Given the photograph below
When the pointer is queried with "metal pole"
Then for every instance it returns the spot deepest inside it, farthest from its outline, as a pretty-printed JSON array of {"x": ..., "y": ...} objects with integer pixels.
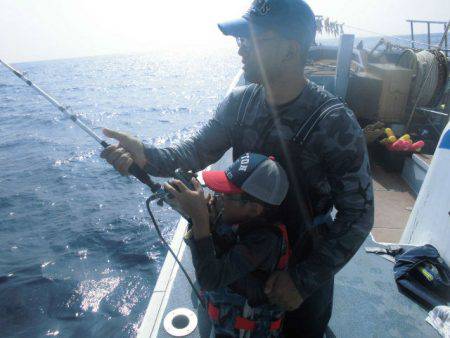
[
  {"x": 429, "y": 36},
  {"x": 344, "y": 60},
  {"x": 446, "y": 40}
]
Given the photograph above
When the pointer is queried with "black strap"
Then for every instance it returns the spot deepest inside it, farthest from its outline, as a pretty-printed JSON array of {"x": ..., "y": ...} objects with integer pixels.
[
  {"x": 318, "y": 115},
  {"x": 246, "y": 100}
]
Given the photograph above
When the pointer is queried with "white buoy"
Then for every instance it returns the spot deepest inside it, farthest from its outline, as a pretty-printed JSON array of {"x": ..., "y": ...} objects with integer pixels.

====

- [Problem requirements]
I'd like every line with the string "When" copied from the listing.

- [Answer to the exercise]
When the pointer is queried with "metal pole"
When the pointer is queried with "black strap"
When the pointer is queried with "white buoy"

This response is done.